Though not responsible for the infamous incidents surrounding artwork, the founding branch of Extinction Rebellion located in the United Kingdom recently released a statement titled "We Quit."
While XR stated that they still believe public disruption is necessary for a protest movement, they noted that the backlash against their tactics was only further damaging their cause.
"As we ring in the new year, we make a controversial resolution to temporarily shift away from public disruption as a primary tactic," they wrote. "We recognize and celebrate the power of disruption to raise the alarm and believe that constantly evolving tactics is a necessary approach."
In an interview with Good Morning Britain earlier this week, media coordinator for the U.K. chapter of Extinction Rebellion Marijn van de Geer said that the attitude around protests was "we support what you stand for, but we don’t like how you do it."
"We’ve listened to the public," he said.
Polls conducted in the countries most impacted by the protests found that the majority of the public disapproves of advocates' actions, even if they agree with their message. In the United States, 46 percent of respondents disagreed with the protests' tactics, with only 13 percent approving. The United Kingdom found 64 percent disapproving with 21 approving, and Germany saw the largest disparity with 83 percent in opposition and 14 percent in support.

Data section |
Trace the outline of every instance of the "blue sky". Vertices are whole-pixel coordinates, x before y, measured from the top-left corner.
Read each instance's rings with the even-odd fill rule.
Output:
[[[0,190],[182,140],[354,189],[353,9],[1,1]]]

Your tasks |
(1) Answer from the Extinction Rebellion passage:
(a) What title did the founding U.K. branch of Extinction Rebellion give its recent statement?
(b) On which program was Marijn van de Geer interviewed?
(c) What percentages of poll respondents in Germany opposed and supported the protests?
(2) Proceed with the Extinction Rebellion passage, continuing from its last sentence.
The data has no connection to the Extinction Rebellion passage.

Answer set |
(1)
(a) "We Quit."
(b) Good Morning Britain.
(c) 83 percent opposed and 14 percent supported.

(2)
Extinction Rebellion added in their statement: "We must be radical in our response to this crisis and determined in our efforts to address the climate and ecological emergency, even if it means taking a different approach than before."
Though Just Stop Oil, the group responsible for the controversial protests targeting historic artworks, released their own statement via Yahoo News that they have no intentions of stopping.
“It’s 2023 and XR has quit,” they wrote. "But it’s 2023, and we are barreling down the highway to the loss of ordered civil society, as extreme weather impacts tens of millions, as our country becomes unrecognizable. … We must move from disobedience into civil resistance.”